### Task directions
Skip the pictures. Quote every line below, exactly, from the one with "Target: parked car" through the final line.

■ ■ ■ ■

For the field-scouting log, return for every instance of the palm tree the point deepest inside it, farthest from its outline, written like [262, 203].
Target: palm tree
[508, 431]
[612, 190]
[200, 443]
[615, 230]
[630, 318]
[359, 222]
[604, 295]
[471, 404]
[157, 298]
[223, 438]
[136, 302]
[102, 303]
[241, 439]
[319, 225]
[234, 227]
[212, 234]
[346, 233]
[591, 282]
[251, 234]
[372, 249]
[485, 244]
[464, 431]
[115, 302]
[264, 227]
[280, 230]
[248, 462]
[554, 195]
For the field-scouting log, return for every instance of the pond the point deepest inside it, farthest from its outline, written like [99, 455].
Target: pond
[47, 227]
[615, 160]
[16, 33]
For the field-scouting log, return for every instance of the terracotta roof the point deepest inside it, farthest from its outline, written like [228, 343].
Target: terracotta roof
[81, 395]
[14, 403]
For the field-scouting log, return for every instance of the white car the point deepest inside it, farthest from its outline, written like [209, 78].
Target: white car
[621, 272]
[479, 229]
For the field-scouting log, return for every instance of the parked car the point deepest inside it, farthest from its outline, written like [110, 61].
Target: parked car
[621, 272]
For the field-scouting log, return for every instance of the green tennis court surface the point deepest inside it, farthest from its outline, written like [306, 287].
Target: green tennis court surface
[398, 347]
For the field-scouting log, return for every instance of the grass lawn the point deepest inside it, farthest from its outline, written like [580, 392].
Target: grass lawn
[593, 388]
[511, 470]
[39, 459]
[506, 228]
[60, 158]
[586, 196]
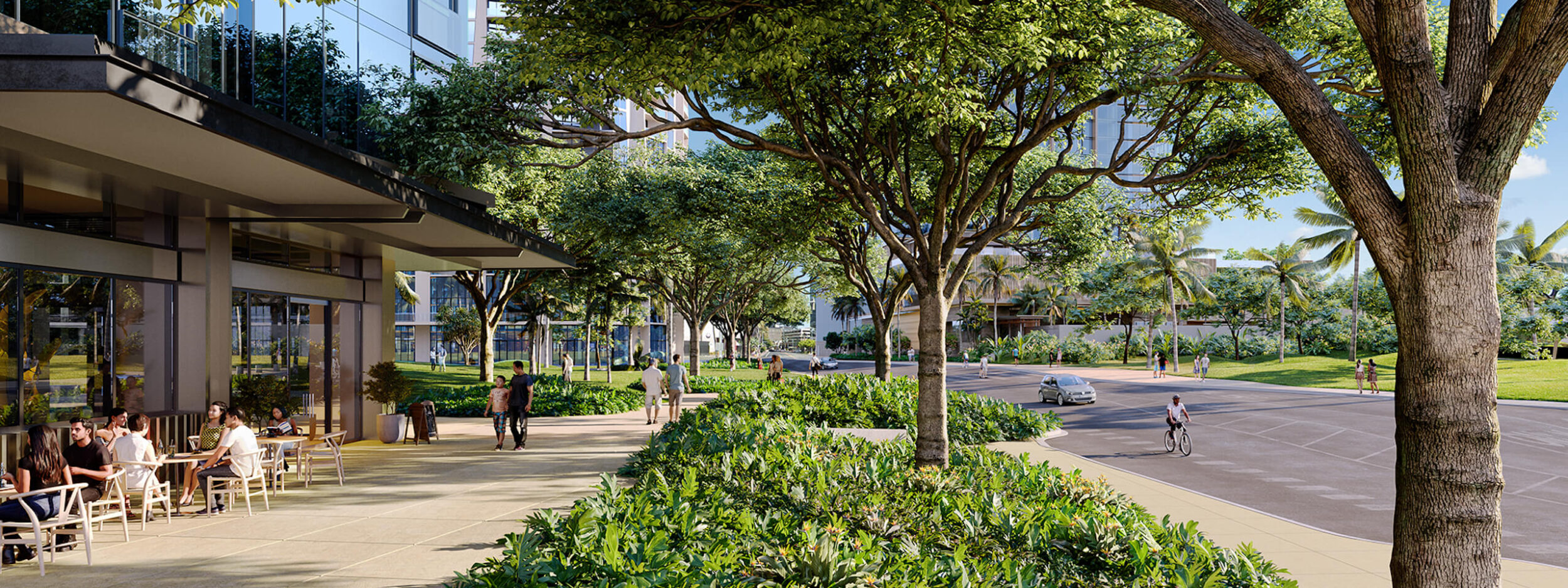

■ ■ ■ ■

### Response to the exercise
Target: parked car
[621, 272]
For the field-scouting log, return for every instance of the green tennis court surface the point deepest inside it, farthest from its outline, written like [306, 287].
Target: green tennis court surface
[398, 347]
For the field-scouting log, return for every instance of the grass lawn the point deepest inside it, farthest from its outline, written like [580, 392].
Target: grass lawn
[593, 388]
[511, 470]
[39, 459]
[506, 228]
[60, 158]
[586, 196]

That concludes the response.